Gas concentrations are usually expressed in terms of parts per million, or mg/m3. Being able to convert from one unit to another is important since some regulations, industrial hygienists etc. prefer one format over the other. However, converting from one to other is not as simple as converting temperature from degrees Fahrenheit to degrees centigrade because ppm and mg/m3 are not strictly the same thing, mg/m3 is an actual concentration whereas ppm is a relative concentration.
If all this unit conversion sounds difficult, it need not be. ChemDAQ has produced a free unit conversion spreadsheet tool, available for download from the ChemDAQ website (at the bottom of the page). This tool allows simple conversion from ppm to mg/m3 and back again and even provides the molecular weights for many common gases and vapors found in healthcare. If we have missed any compounds that would be useful, please let us know and we will add them to the list.
A more detailed explanation of the difference between ppm and mg/m3 is provided below for those who are interested.
More Detailed Explanation
A concentration is defined as the amount of something per unit volume, so if the amount of a gas is expressed by its weight in mg, then the amount of gas per cubic meter (mg/m3) is the concentration. For a given gas concentration, the mass of gas per unit volume will be proportional to the molecular weight. Thus 1 liter of air has a mass (weighs) about 1.1 g, but 1 liter of 100% chlorine would weigh about 2.8g. The concentration unit of mg/m3 is the mass of the gas per cubic meter.

------

BRIEF: In the text on gas concentration units, about how much does 1 liter of 100% chlorine weigh?

DATA SECTION:
------

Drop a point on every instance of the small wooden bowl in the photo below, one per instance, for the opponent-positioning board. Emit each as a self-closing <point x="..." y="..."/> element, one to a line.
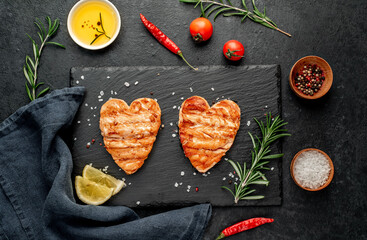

------

SOLUTION: About 2.8 g.